(DIRECTIONS):
The records below are to be restated word for word, with their images omitted.

>>>>

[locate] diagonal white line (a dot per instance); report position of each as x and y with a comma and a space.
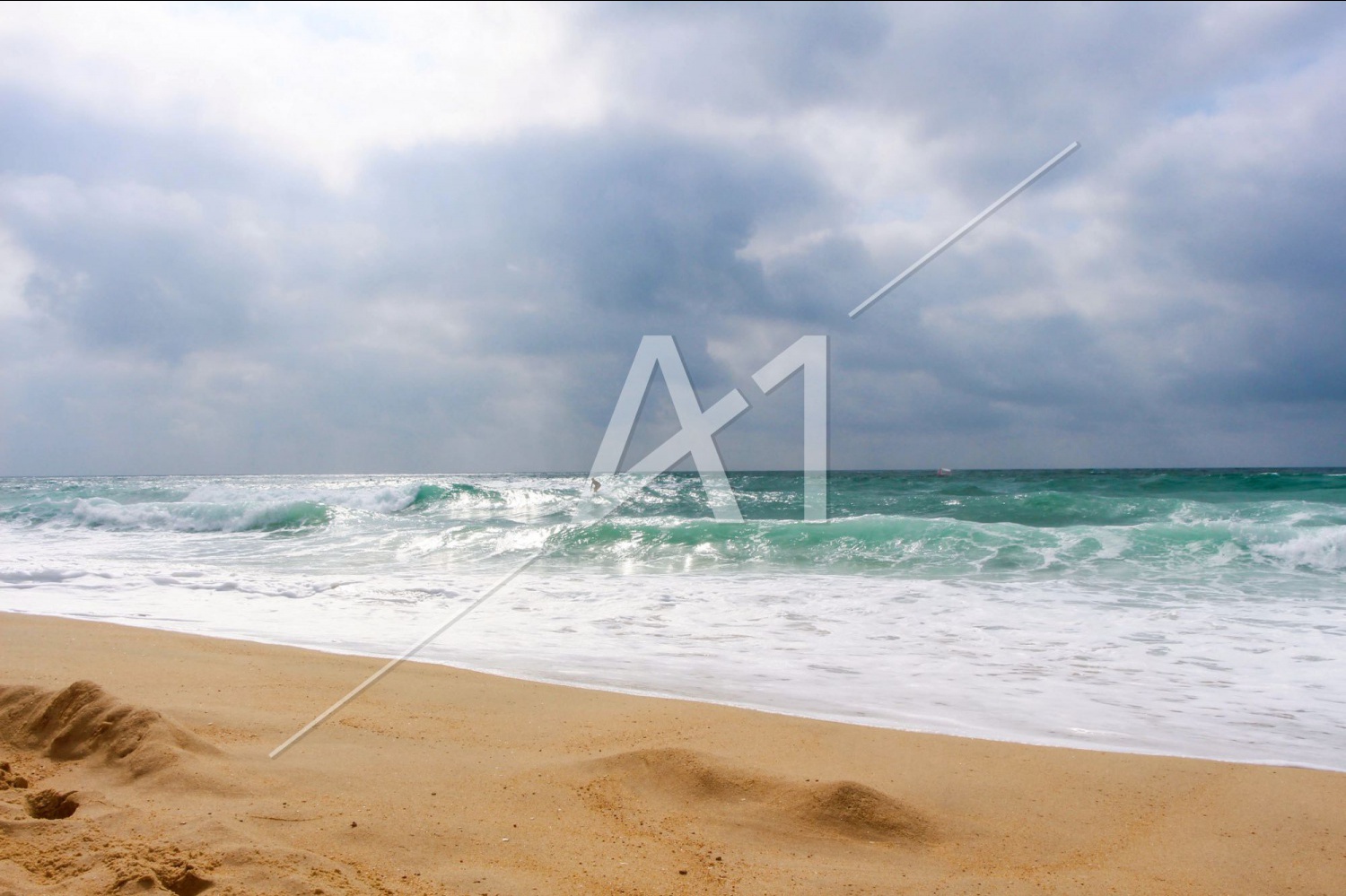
393, 664
961, 231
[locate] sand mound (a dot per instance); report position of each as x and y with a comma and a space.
691, 779
85, 721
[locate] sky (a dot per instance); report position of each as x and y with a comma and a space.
380, 239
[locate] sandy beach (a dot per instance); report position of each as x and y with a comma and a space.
155, 748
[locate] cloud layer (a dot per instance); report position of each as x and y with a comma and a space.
306, 239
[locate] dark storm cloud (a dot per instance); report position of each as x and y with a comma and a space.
1170, 295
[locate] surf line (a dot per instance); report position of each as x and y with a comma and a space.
508, 578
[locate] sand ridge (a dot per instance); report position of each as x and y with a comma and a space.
450, 782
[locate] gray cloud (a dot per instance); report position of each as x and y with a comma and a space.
1173, 295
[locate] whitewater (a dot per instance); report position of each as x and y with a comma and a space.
1179, 613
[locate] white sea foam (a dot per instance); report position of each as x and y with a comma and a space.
1219, 637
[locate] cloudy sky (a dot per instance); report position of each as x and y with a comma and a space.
381, 239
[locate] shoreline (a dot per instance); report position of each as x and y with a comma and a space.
839, 718
443, 780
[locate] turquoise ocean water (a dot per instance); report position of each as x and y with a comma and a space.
1184, 611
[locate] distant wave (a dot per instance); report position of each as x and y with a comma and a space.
188, 517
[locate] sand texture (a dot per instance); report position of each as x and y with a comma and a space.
134, 761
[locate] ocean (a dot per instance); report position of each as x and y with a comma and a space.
1194, 613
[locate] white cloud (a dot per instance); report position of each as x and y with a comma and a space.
325, 85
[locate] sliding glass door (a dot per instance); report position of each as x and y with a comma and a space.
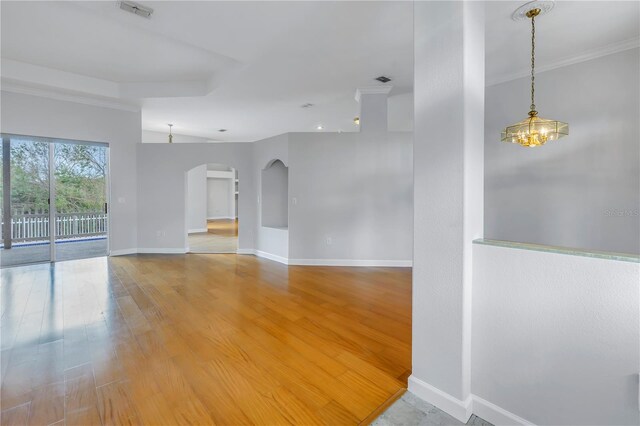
26, 213
54, 200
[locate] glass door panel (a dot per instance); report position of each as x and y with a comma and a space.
26, 214
80, 176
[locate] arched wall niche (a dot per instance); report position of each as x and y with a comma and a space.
274, 211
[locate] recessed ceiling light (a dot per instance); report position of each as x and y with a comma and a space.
136, 8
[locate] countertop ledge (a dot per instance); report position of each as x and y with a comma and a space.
623, 257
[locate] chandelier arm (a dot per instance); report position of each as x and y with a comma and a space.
533, 62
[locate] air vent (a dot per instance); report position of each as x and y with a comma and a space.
136, 8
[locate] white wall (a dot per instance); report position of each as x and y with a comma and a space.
556, 337
353, 197
197, 199
448, 176
46, 117
162, 222
275, 195
581, 191
218, 199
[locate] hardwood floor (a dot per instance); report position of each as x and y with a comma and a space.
221, 237
201, 339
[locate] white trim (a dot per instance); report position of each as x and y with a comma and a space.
496, 415
246, 251
610, 49
193, 231
461, 410
180, 250
352, 262
123, 252
273, 257
372, 90
50, 94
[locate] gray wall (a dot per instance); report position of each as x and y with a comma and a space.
275, 195
197, 199
162, 191
38, 116
582, 191
353, 196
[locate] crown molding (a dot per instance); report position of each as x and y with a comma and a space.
51, 94
372, 90
609, 49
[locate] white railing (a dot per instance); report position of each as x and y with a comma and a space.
35, 227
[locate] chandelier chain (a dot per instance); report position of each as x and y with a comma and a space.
533, 62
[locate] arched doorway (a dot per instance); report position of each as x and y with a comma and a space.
212, 209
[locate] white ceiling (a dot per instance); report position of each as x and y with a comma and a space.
249, 66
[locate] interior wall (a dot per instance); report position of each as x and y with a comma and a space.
38, 116
556, 338
275, 195
581, 191
218, 200
197, 199
272, 241
351, 197
162, 191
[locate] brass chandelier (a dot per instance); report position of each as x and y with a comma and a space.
534, 131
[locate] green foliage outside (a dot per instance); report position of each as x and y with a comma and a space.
79, 177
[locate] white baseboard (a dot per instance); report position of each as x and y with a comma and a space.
351, 262
273, 257
179, 250
123, 252
496, 415
193, 231
461, 410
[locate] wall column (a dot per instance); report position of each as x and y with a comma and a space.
448, 196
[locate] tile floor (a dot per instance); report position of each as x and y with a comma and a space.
412, 411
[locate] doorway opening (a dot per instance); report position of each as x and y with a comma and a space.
54, 200
212, 209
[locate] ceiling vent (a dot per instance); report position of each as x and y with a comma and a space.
136, 8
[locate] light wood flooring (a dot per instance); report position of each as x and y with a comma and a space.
221, 237
201, 339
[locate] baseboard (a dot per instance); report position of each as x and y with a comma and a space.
246, 251
123, 252
352, 262
461, 410
273, 257
180, 250
496, 415
193, 231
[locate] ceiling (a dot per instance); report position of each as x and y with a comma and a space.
248, 67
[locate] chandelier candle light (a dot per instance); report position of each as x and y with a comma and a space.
534, 131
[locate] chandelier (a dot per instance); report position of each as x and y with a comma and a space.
534, 131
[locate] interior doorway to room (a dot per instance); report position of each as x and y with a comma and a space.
212, 209
54, 200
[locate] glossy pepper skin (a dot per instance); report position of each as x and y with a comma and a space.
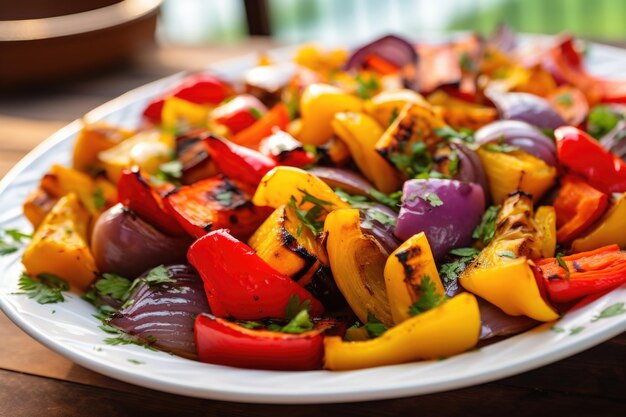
589, 273
137, 194
239, 283
449, 329
225, 343
583, 155
238, 162
198, 89
578, 205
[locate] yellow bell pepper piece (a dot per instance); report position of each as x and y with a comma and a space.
502, 273
510, 171
361, 132
447, 330
59, 246
177, 112
545, 218
146, 149
93, 139
387, 105
318, 105
281, 183
357, 262
405, 269
608, 230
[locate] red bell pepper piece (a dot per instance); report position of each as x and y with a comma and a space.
199, 89
238, 162
587, 273
225, 343
138, 195
582, 155
284, 149
277, 117
578, 205
216, 203
240, 284
239, 113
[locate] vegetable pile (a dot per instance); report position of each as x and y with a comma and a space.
404, 202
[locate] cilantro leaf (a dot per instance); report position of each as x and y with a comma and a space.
374, 327
601, 120
45, 288
295, 305
99, 202
300, 323
429, 297
432, 199
562, 264
113, 285
486, 230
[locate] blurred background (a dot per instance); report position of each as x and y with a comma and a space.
201, 21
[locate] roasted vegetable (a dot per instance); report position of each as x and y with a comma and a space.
124, 244
59, 246
240, 284
95, 195
502, 273
136, 193
578, 205
225, 343
568, 278
511, 169
448, 211
93, 139
415, 123
318, 105
607, 230
361, 132
407, 270
446, 330
216, 203
357, 262
282, 183
162, 315
37, 205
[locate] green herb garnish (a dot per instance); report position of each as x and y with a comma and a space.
429, 298
486, 230
45, 288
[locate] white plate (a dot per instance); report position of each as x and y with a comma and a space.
69, 328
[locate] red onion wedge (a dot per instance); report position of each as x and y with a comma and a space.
527, 108
124, 244
395, 50
448, 211
162, 315
523, 135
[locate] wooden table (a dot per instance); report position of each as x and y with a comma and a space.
36, 381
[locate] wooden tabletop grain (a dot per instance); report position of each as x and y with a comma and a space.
34, 381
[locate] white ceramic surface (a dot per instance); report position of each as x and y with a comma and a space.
69, 328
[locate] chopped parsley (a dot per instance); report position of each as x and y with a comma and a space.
506, 254
429, 297
432, 199
463, 134
99, 202
486, 230
601, 120
611, 311
45, 288
256, 113
562, 264
366, 88
565, 99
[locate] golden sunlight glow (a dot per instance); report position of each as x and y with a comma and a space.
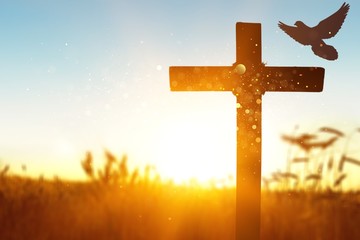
193, 150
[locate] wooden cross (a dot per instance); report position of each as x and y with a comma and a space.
248, 79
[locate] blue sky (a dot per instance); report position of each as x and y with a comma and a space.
88, 75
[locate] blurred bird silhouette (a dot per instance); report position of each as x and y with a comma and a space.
314, 36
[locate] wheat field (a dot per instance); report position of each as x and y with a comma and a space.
116, 203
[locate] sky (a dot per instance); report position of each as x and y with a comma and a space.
79, 76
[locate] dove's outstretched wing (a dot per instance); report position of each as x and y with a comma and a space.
295, 33
328, 27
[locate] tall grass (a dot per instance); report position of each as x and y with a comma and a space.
119, 203
316, 161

<<<<

(TASK RESPONSE):
[locate] diagonal white line (a dot per instance); report position of each as x and y with a comma and a space.
393, 664
961, 231
[locate] sand mound (a dot per instance); report position of each as x and y with a comma and a space.
691, 779
85, 721
[locate] sky (a dot per instance); report position of each as x and y with a comma and a space.
380, 239
[locate] sandy beach (a dot per instance); report position of each as x and y with a comma and a space.
155, 748
[locate] cloud layer (a dot per instance); report position of each as x and y with a comma and a space.
306, 239
[locate] dark storm cloud (a dot per instance); report position of each as x and y with a comma and a space.
1170, 295
[locate] surf line (a dot per instance); report position of each as x and y with a comma and a space.
508, 578
[locate] sand ridge (a dot per instance); report position of each as x and y with a comma and a space.
450, 782
[locate] gray cloud (a dot per instance); report position of each as x and y with a comma and a space.
1173, 295
[locate] whitewater (a dot per instance); report position of each as x and y with a comma and a space.
1179, 613
[locate] white sea foam (a dot per instance); report position of each as x and y with a comma and a space.
1219, 637
[locate] cloudy sky (a dot per instance); report position of each as x and y with a comma and a space.
381, 239
[locate] shoreline (a dot per instance); report position of each as x and y with a comma and a space.
839, 718
443, 780
[locate] turquoise ocean water (a dot per instance); report position of each as x and y with a comma and a space.
1184, 611
[locate] distant wave (a dot per instance); report position of each as x and y with a comma and a space.
188, 517
[locate] sand texture (a dot per instance); report position of each as x and y with a comma and a space.
134, 761
[locate] ocean (a dot per instance); report position of each as x and y with a comma and a space.
1194, 613
[locate] white cloud (a dot per instance); report position of each as x and y with a comma and a space.
325, 85
[locate] sliding glass door (a dot per instance); report position of each as x and y with a comma and a space.
26, 213
54, 200
[locate] glass door panel (a dot per instance); report position of each as x and y with a comma and a space.
26, 214
80, 176
[locate] arched wall niche (a dot per instance); report position of each as x and y with a comma and a space.
274, 211
[locate] recessed ceiling light (a dot per instance); report position of each as x and y with a comma and a space.
136, 8
[locate] countertop ledge (a dot per instance); report position of each as x and y with a comma and a space.
623, 257
[locate] chandelier arm (a dot per instance); report position of each as x and y with a comma and a space.
533, 62
[locate] air vent (a dot per instance); report position of each as x and y with a comma and a space.
136, 8
[locate] white wall (a dot per instance); report position of each as x and y with a comma and a space.
556, 337
353, 197
197, 199
448, 176
46, 117
162, 222
275, 195
581, 191
218, 199
[locate] hardwood floor (a dot per instance); report position of each as x and y with a comma and a space.
221, 237
201, 339
[locate] white trim (a dot per instance); report position of each as x and y with a comma and a space.
496, 415
246, 251
610, 49
193, 231
461, 410
180, 250
352, 262
123, 252
273, 257
372, 90
50, 94
[locate] gray wall (a dot per instance); report position of each as x and y with a comma and a space.
275, 195
197, 199
162, 191
38, 116
582, 191
353, 196
[locate] crown molding (a dot per instance); report position of each as x and y with a comma and a space.
51, 94
372, 90
609, 49
[locate] white railing (a dot per instance); report position of each as x and y with a comma and a space.
35, 227
[locate] chandelier chain (a dot per instance); report position of each as x and y with a comma and a space.
533, 62
[locate] arched doorway (a dot per instance); report position of each as x and y with a comma and a space.
212, 209
[locate] white ceiling (a dot per instance); report position of each as x and y with a comma and a space.
249, 66
[locate] interior wall (a dot per instance); report position of each as x and y with a comma and a space.
38, 116
556, 338
275, 195
581, 191
218, 200
197, 199
272, 241
351, 197
162, 191
[locate] brass chandelier (a dot per instance); report position of each as x and y with a comma and a space.
534, 131
[locate] green foliage outside (a dot per instance); report position of each as x and y with a comma and a space.
79, 177
[locate] white baseboard (a dot per instance); report position of each as x and y with a comma and a space.
351, 262
273, 257
179, 250
123, 252
496, 415
193, 231
461, 410
[locate] wall column (a dot per instance); report position of each as x and y with a comma and a space.
448, 196
[locate] tile floor (a dot per instance); report position of each as x and y with a comma and a space.
412, 411
[locate] doorway opening (a dot per instance); report position of each as x and y with a comma and a space.
54, 200
212, 209
[locate] ceiling vent (a dot per instance); report position of each as x and y with a comma and a space.
136, 8
[locate] light wood flooring (a dot per instance); report position of each as x and y with a comma and a space.
221, 237
201, 339
[locate] baseboard (a dot per instance); report position of each as x and y with a comma and a space.
246, 251
123, 252
352, 262
461, 410
273, 257
180, 250
496, 415
193, 231
[locate] ceiling (a dot per instance); report position of each as x and y with a comma and a space.
248, 67
[locate] chandelier candle light (a dot per instance); report position of each as x and y with a comma and a space.
534, 131
[locate] chandelier (a dot per instance); report position of each as x and y with a comma and a space.
534, 131
[locate] interior doorway to room (a dot per instance); report position of each as x and y with a comma and a space.
212, 209
54, 200
[locate] glossy pepper skin (a dot per instance); report position of each as x and y with a comma and a space.
589, 273
137, 194
239, 283
449, 329
225, 343
583, 155
238, 162
198, 89
578, 205
[locate] yellow bell pepper piece (a dot per instance); report position of each as x and y with a comma and a space.
502, 273
510, 171
361, 132
447, 330
59, 246
177, 112
545, 218
146, 149
93, 139
387, 105
318, 105
281, 183
357, 262
405, 269
608, 230
[locate] red bell pepper piece (a dot per instance); report position of each as x and y with a comma and a space.
199, 89
238, 162
587, 273
225, 343
138, 195
582, 155
284, 149
277, 117
578, 205
216, 203
240, 284
239, 113
[locate] vegetable pile (a dot per instance); report position of each as x and y with a comma and a space.
404, 202
[locate] cilantro leaf (a dot per instance); report position of each as x and y with a comma and a space.
374, 327
601, 120
45, 288
295, 305
99, 202
300, 323
429, 297
432, 199
562, 264
113, 285
486, 230
[locate] blurred background (a dot per instance); report position of each as x and y with a comma and a space.
201, 21
[locate] roasted vegetable (a dot per instance); report position of each as x and y with a comma and a space.
124, 244
59, 246
240, 284
95, 195
502, 273
136, 193
578, 205
225, 343
568, 278
511, 169
448, 211
93, 139
415, 123
318, 105
607, 230
361, 132
407, 270
446, 330
216, 203
357, 262
282, 183
162, 315
37, 205
[locate] green herb garnish (a dot per instance); report position of each as x and y with a comma and a space.
429, 298
486, 230
45, 288
[locate] white plate (a dot per instance); report position of each as x and y with a comma and a space.
69, 328
[locate] red onion wedge (a dot per instance); report position of each as x and y with a comma and a space.
527, 108
124, 244
395, 50
448, 211
162, 315
523, 135
[locate] wooden table (a dot per instance); report position of each as x and y with a comma and a space.
36, 381
[locate] wooden tabletop grain (a dot per instance); report position of each as x and y with a comma and a space.
34, 381
[locate] white ceramic surface (a dot per instance); report position of each as x and y with a comma and a space.
69, 328
[locate] chopped parsley (a dot per instance); report position of each as x and y with a comma and a space.
506, 254
429, 297
432, 199
463, 134
99, 202
486, 230
601, 120
611, 311
45, 288
256, 113
562, 264
366, 88
565, 99
[locate] golden sunlight glow (a dot per instance); report position of each as x and y with a comma and a space.
193, 150
[locate] wooden cross (a dot per instance); report position of each as x and y with a comma and a space.
248, 79
[locate] blue sky (a dot per instance); report position of each as x and y with a comma and a space.
88, 75
[locate] blurred bird silhouette (a dot per instance); report position of each as x and y with a comma and a space.
314, 36
[locate] wheat field (a dot per instance); report position of each as x and y with a comma and a space.
116, 203
[locate] sky (a dot per instance); report position of each as x and y with a comma and a space.
79, 76
[locate] dove's outstretched wing (a dot per instance); report position of each as x and y with a comma and a space.
295, 33
328, 27
[locate] tall grass (a dot per instance); report position of each as x and y with a comma and a space.
119, 203
316, 161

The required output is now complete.